Stated task = Please lay out the entries below as a JSON list of strings, one string per line, covering everything from the first line through the line with "87), (411, 64)]", both included, and leaving out blank lines. Leave the pictures out of your answer.

start Records for this task

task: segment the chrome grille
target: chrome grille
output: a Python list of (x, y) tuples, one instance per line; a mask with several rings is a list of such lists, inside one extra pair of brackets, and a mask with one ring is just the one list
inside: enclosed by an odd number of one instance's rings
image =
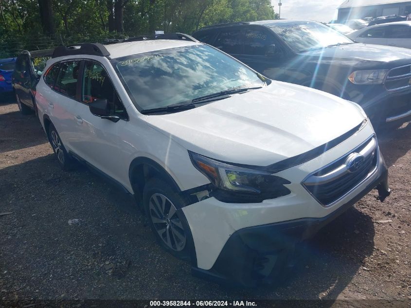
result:
[(303, 186), (319, 202), (330, 206), (370, 176), (376, 169), (375, 136), (350, 153), (308, 176)]
[(392, 69), (385, 78), (385, 88), (395, 91), (411, 87), (411, 64)]

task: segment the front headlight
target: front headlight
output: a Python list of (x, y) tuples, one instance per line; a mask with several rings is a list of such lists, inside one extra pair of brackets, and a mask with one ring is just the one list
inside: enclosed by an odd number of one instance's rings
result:
[(356, 85), (380, 85), (383, 83), (388, 70), (357, 71), (348, 77), (348, 80)]
[(194, 166), (217, 188), (232, 193), (260, 195), (263, 199), (286, 196), (290, 182), (269, 172), (234, 166), (189, 151)]

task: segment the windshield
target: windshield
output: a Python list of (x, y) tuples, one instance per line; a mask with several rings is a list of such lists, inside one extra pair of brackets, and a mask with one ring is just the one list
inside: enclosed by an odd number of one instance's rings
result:
[(297, 53), (353, 42), (338, 31), (317, 22), (275, 26), (271, 29)]
[(13, 71), (16, 65), (15, 62), (0, 63), (0, 70), (1, 71)]
[(220, 91), (264, 84), (246, 66), (203, 45), (139, 54), (111, 62), (140, 109), (190, 102)]
[(345, 25), (332, 24), (330, 27), (338, 31), (340, 31), (340, 32), (342, 32), (343, 33), (346, 33), (353, 31), (352, 29), (348, 27), (348, 26), (346, 26)]

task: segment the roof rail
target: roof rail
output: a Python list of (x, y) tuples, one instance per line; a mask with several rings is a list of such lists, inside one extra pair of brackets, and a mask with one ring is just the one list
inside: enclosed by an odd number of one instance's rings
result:
[(106, 38), (104, 41), (102, 43), (103, 45), (110, 45), (111, 44), (117, 44), (117, 43), (122, 43), (124, 41), (124, 38)]
[(124, 40), (125, 42), (136, 42), (151, 39), (176, 39), (179, 40), (187, 40), (198, 43), (199, 41), (196, 38), (188, 34), (180, 33), (179, 32), (172, 32), (163, 34), (149, 34), (147, 35), (139, 36), (134, 37), (129, 37)]
[(210, 29), (211, 28), (217, 28), (217, 27), (223, 27), (224, 26), (236, 26), (238, 25), (248, 25), (250, 23), (248, 21), (236, 21), (235, 22), (226, 22), (225, 23), (217, 23), (215, 25), (210, 25), (210, 26), (206, 26), (203, 27), (200, 30), (203, 29)]
[(56, 58), (65, 55), (76, 54), (90, 54), (101, 56), (109, 56), (110, 53), (103, 45), (100, 43), (84, 43), (68, 47), (59, 46), (56, 47), (53, 52), (52, 58)]

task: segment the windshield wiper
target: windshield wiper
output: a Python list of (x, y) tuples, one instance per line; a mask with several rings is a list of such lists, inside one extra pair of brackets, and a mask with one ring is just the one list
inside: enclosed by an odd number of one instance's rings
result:
[(152, 109), (146, 109), (140, 111), (143, 114), (149, 114), (150, 113), (160, 113), (166, 112), (171, 113), (176, 112), (184, 110), (189, 110), (196, 108), (194, 104), (184, 104), (183, 105), (176, 105), (167, 106), (166, 107), (160, 107), (159, 108), (153, 108)]
[(219, 97), (220, 96), (227, 96), (228, 97), (230, 96), (230, 95), (232, 94), (243, 93), (244, 92), (250, 91), (250, 90), (255, 90), (258, 89), (261, 89), (263, 87), (254, 87), (253, 88), (242, 88), (241, 89), (235, 89), (231, 90), (225, 90), (224, 91), (218, 92), (218, 93), (214, 93), (213, 94), (209, 94), (207, 95), (204, 95), (204, 96), (196, 97), (196, 98), (194, 98), (191, 100), (191, 103), (196, 103), (197, 102), (202, 102), (203, 101), (208, 100), (212, 98)]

end Records for this task

Solution to this exercise =
[
  "task: segment the chrome grille",
  "target: chrome grille",
  "output: a Python list of (x, y) tuples, one instance per line; a mask with several rings is a list of such lists, inside one extra pair of brackets, and a mask with one ring is just the one list",
  "inside: enclosed by an odd number of one instance's rings",
  "image =",
  "result:",
  "[(303, 186), (319, 202), (330, 206), (370, 176), (376, 169), (375, 136), (350, 153), (308, 176)]",
  "[(392, 69), (385, 78), (385, 88), (395, 91), (411, 87), (411, 64)]"
]